##### DOCUMENT EXTRACT #####
Tuesday, May 22, 2012

decisions decisions decisions

If I even spelled that word right that is. I hate decisions. Especially recently when I seem to be constantly making the WRONG  decisions. I'm trying. I am. I really really am, but when everything seems to go wrong your optimism is tested in every way possible. And I'm most certainly an optimist. But when I see people like Connor do what they do and say what they say without any bit of regret or remorse or anything, it just makes me wonder how much people actually care. I feel like if everyone was like me, everyone would be happier. Don't people get that? Don't people get that if you're nice to someone they'll be nice back. Or if you smile, you'll make them smile?  Why is everything so messed up? Why can't people see that some things need to be done in order to get places.


But no, I don't want to write my papers to get my grades because there are 29837480274058 other things I'd rather be doing. Like writing this for example. Or going to get my nails done, or talking to Ricky. But its raining and I don't want to talk inside anywhere and I cant come to my house so... idk. I don't know where to go. And I'm at the point where I'm literally making myself sick, to the point of puking (again), because I'm so fucking nervous.


I know it sounds like I'm just complaining. And part of it is, but part of it is me really struggling with these things. Half the time I feel like I should be going to therapy but the other half I know I'm strong enough to figure this out on my own. And I want to to prove it to myself. So I'm going to try. and try again and again and again.
##### MATERIAL SUPPLIED #####
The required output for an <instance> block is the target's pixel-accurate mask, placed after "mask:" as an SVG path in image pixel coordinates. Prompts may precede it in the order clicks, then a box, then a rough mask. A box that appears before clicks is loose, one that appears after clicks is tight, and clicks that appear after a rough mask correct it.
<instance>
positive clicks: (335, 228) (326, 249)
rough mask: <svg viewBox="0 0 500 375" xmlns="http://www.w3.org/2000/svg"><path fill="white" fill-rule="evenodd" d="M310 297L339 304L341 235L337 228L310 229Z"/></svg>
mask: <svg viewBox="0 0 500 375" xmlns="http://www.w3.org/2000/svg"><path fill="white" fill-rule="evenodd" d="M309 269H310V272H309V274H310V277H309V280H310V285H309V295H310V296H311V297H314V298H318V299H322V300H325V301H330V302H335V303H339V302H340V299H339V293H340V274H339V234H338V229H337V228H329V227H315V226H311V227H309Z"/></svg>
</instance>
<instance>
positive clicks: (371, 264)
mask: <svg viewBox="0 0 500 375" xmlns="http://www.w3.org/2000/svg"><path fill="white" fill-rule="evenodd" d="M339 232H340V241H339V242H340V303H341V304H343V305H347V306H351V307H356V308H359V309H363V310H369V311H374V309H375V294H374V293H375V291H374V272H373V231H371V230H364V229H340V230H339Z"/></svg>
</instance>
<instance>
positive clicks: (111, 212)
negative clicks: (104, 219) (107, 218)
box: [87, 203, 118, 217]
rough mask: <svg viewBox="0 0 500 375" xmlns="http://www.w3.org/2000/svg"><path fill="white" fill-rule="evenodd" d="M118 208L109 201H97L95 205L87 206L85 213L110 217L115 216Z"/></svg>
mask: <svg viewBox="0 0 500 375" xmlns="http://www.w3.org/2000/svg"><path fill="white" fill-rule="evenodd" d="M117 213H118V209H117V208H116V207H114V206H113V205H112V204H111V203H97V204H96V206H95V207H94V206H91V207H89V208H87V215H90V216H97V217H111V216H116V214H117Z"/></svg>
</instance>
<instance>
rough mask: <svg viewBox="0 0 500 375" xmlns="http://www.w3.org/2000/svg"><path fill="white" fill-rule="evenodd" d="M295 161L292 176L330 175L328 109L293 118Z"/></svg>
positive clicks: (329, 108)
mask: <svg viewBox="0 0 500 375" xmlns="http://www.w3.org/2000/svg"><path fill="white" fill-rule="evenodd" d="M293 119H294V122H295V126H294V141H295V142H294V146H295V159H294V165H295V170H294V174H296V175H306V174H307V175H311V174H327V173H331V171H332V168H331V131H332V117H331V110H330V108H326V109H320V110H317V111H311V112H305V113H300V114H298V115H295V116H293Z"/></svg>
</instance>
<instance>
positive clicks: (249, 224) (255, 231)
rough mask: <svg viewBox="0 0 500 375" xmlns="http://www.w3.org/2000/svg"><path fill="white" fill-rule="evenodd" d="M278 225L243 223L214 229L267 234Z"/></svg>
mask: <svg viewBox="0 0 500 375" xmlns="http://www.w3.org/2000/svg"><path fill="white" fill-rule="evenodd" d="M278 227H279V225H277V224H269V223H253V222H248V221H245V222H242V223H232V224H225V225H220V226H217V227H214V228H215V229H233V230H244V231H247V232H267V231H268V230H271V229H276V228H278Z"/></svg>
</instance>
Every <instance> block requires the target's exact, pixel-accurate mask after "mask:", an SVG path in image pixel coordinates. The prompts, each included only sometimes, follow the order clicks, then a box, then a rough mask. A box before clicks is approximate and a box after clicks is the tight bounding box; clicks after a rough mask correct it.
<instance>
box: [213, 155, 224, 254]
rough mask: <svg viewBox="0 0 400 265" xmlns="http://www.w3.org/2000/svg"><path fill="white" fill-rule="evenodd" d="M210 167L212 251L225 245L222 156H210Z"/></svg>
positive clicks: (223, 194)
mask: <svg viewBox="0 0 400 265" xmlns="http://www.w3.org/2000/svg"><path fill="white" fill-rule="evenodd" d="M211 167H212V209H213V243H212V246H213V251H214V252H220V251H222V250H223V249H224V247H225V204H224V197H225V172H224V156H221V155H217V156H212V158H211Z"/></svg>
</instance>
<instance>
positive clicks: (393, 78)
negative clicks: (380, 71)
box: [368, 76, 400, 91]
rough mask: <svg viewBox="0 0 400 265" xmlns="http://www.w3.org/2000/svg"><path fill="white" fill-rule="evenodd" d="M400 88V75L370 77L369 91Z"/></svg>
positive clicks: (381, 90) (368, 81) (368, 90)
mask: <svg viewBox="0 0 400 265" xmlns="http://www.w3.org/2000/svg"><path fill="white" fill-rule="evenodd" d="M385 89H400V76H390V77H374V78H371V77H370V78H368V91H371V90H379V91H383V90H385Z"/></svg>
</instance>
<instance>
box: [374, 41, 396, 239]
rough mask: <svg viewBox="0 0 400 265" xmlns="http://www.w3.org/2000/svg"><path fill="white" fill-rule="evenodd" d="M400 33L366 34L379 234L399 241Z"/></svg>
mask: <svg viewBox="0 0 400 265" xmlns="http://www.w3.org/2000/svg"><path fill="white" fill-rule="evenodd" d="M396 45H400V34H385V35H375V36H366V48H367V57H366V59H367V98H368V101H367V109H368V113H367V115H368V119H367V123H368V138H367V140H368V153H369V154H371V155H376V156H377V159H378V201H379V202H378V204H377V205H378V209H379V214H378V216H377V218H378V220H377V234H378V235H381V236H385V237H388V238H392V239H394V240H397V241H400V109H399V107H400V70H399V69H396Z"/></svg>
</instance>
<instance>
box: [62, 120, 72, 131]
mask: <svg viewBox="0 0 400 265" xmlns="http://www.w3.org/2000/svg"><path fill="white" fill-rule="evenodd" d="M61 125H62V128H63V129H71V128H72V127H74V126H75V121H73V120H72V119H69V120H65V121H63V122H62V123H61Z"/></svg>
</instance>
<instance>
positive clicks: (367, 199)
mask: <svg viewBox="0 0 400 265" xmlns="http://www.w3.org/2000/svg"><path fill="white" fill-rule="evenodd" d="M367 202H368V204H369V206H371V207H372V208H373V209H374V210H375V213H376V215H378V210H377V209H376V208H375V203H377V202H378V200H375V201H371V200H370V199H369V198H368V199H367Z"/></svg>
#####
TASK ITEM
Rewrite everything in the post about decisions from "decisions decisions decisions" down to "to get places.", putting "guilt" in place of "regret". Work only from the post about decisions.

COMPLETED EXERCISE
decisions decisions decisions

If I even spelled that word right that is. I hate decisions. Especially recently when I seem to be constantly making the WRONG  decisions. I'm trying. I am. I really really am, but when everything seems to go wrong your optimism is tested in every way possible. And I'm most certainly an optimist. But when I see people like Connor do what they do and say what they say without any bit of guilt or remorse or anything, it just makes me wonder how much people actually care. I feel like if everyone was like me, everyone would be happier. Don't people get that? Don't people get that if you're nice to someone they'll be nice back. Or if you smile, you'll make them smile?  Why is everything so messed up? Why can't people see that some things need to be done in order to get places.